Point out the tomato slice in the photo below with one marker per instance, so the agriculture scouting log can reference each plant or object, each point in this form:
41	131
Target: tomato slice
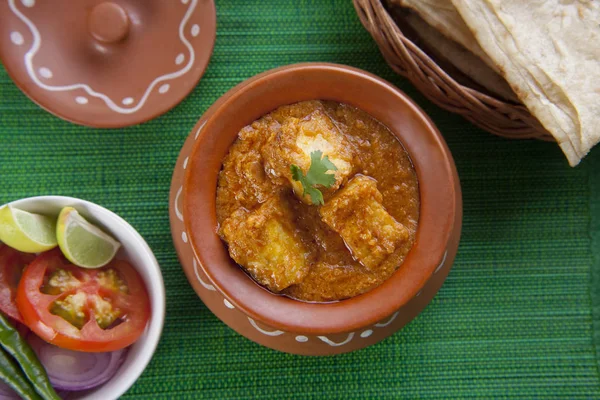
12	263
91	310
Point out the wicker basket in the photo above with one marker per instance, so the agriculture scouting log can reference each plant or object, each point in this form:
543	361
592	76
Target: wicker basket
405	57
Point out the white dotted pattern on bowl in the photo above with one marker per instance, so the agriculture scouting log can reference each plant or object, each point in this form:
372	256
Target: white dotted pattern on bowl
18	40
300	338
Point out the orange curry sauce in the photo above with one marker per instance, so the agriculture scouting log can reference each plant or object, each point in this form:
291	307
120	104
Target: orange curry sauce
341	249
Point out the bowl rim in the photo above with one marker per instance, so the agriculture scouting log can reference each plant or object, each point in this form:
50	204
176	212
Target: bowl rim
289	314
154	328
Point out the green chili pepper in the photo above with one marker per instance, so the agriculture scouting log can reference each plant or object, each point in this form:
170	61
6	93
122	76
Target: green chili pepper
13	376
17	347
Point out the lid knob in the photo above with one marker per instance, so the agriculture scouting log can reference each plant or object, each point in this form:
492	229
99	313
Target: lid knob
108	22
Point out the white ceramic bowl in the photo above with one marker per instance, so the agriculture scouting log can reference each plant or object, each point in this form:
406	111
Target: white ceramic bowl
136	251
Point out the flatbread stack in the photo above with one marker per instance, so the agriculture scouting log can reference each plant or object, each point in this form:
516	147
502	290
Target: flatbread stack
548	51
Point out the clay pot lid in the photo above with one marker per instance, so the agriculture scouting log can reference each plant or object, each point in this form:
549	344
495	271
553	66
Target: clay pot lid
107	63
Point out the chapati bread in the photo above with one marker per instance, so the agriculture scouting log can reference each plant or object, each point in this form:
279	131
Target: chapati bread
463	60
549	52
442	15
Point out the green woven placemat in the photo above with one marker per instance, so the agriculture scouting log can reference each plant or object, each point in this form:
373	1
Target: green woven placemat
519	315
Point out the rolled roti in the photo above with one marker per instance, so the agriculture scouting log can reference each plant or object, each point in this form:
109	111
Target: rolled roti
442	15
549	53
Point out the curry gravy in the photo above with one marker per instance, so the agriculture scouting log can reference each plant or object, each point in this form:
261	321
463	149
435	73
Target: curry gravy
341	249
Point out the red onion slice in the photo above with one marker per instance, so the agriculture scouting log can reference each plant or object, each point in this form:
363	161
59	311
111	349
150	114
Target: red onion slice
75	370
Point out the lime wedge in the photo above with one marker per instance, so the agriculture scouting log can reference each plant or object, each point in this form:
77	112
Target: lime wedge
26	232
84	244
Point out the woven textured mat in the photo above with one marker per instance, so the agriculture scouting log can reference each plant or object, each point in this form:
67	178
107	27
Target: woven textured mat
519	315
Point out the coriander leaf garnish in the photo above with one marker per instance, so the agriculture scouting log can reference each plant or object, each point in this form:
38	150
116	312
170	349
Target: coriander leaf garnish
316	175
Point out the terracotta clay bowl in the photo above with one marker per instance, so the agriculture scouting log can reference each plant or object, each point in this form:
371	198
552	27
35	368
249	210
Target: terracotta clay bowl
279	322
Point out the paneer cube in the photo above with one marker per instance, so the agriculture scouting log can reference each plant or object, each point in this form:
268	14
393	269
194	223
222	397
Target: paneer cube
369	231
297	139
265	243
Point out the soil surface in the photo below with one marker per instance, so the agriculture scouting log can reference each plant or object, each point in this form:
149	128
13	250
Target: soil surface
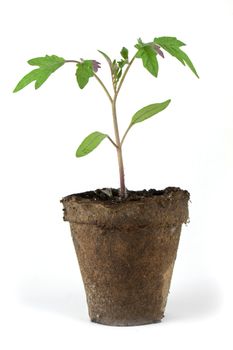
111	195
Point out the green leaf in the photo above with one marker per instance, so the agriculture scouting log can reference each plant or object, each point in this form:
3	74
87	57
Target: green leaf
148	111
84	72
90	143
125	53
149	59
108	59
172	45
47	66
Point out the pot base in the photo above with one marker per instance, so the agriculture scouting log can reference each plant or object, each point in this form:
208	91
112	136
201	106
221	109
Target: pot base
126	252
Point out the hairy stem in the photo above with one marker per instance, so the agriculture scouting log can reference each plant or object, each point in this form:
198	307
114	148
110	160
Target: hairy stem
124	75
124	136
119	150
123	192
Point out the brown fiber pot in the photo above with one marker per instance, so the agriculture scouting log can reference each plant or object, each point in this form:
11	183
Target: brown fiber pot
126	253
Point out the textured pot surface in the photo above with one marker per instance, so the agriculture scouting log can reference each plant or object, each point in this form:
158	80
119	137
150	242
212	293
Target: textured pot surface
126	253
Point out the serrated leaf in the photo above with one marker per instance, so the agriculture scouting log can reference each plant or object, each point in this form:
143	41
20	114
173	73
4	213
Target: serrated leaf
149	111
47	66
149	59
90	143
125	53
108	59
84	72
172	45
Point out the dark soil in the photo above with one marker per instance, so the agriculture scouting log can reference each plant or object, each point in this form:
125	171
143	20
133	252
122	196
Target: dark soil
111	195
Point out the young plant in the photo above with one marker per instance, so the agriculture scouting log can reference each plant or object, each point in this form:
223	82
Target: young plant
148	53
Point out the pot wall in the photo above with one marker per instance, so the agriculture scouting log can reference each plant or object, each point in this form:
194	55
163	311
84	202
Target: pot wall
126	253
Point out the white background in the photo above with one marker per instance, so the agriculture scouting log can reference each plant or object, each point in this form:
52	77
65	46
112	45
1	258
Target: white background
42	304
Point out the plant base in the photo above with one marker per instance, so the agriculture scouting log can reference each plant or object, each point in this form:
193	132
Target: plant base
126	252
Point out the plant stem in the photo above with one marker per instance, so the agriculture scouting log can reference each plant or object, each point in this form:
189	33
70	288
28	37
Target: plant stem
124	136
119	150
124	75
118	142
111	140
104	87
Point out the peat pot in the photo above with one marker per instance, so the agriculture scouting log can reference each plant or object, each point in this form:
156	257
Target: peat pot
126	251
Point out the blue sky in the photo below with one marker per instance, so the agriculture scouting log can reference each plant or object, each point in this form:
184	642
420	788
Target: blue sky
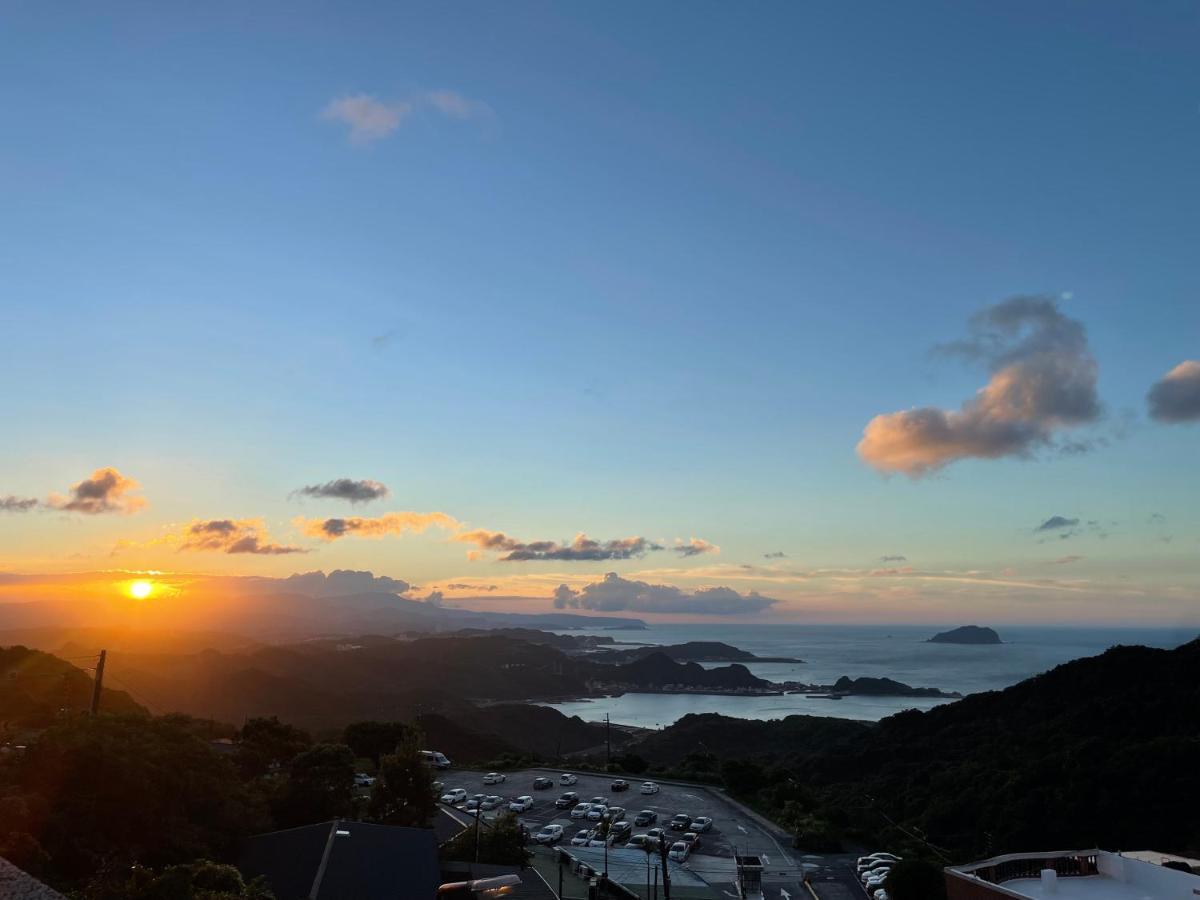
617	269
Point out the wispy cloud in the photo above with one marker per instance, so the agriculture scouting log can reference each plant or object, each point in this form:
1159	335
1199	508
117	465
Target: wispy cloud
233	535
615	594
346	489
371	119
106	491
1175	399
1043	379
582	549
18	504
694	547
330	529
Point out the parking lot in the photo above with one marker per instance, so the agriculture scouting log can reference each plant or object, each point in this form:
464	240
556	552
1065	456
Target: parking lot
735	829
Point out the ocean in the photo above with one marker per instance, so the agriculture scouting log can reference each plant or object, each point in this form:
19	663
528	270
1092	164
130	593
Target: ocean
898	652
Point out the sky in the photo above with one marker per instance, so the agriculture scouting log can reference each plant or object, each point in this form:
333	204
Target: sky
787	312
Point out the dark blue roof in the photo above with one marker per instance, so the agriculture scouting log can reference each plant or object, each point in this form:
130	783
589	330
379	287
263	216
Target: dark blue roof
346	861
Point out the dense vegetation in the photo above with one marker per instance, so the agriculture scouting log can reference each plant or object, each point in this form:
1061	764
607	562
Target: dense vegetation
1096	753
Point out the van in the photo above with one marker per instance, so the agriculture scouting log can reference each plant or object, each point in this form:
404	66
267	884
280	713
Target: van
436	760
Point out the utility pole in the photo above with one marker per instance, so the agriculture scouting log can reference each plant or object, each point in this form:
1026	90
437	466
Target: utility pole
607	745
100	679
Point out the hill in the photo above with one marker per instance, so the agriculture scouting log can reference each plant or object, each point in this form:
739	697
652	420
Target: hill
37	688
1099	751
966	634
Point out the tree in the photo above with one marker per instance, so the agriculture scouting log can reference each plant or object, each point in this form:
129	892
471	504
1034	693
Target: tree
499	844
202	880
319	786
916	880
267	743
124	790
403	791
373	741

* * * * * * * * *

WHAT TO WORK ON: Look back at the data above, then output exactly the lines from the line holding "Point out the dark soil" up to and including the line holding "Point out the parking". Leave out the pictures.

ANSWER TO THIS PROBLEM:
Point out the dark soil in the photo above with one marker per instance, so the agriculture scouting log can reference each plant or object, each point in this form:
125	171
143	20
133	252
122	196
Target: dark soil
111	195
Point out the young plant in the photo above with one marker per instance, so the agriculture scouting log can reference each plant or object, each point in this form:
223	82
Target: young plant
148	53
Point out the pot wall in the photo above with one marker per instance, so the agriculture scouting log can reference each plant or object, each point in this form:
194	55
163	311
84	202
Target: pot wall
126	253
Point out the white background in the photo above with one marker per instance, so the agriculture scouting log can reference each plant or object, each point in this form:
52	77
65	46
112	45
1	258
Target: white background
42	304
Point out the plant base in the photo above with one marker per instance, so the agriculture scouting log can reference each plant or object, each point in this form:
193	132
Target: plant base
126	252
Point out the plant stem in the photo above with one marker per instance, so the agriculture scouting log can reference each plant or object, each point in this form:
189	33
70	288
28	37
Target: plant stem
124	136
119	150
124	75
118	142
111	140
104	87
Point out the peat pot in the photo above with one marker per instance, so the agriculture scouting log can reference each plant or object, each point in this form:
156	257
Target: peat pot
126	251
Point out the blue sky in the photo below with one marker per instance, so the agriculture scouting log can reference each plant or object, each point in this form:
184	642
420	788
Target: blue sky
617	269
Point out the wispy cloud in the photo above with one marker per instance, so the agriculture scouting log can reference each plant or object, each point in this form:
1159	335
1199	508
117	465
Target: wispy cloud
233	535
615	594
346	489
371	119
106	491
1175	399
1043	379
582	549
18	504
694	547
330	529
Point out the parking lot in the photo above with one marker per instance, so the agriculture scouting log can reference each plant or object, each point in this form:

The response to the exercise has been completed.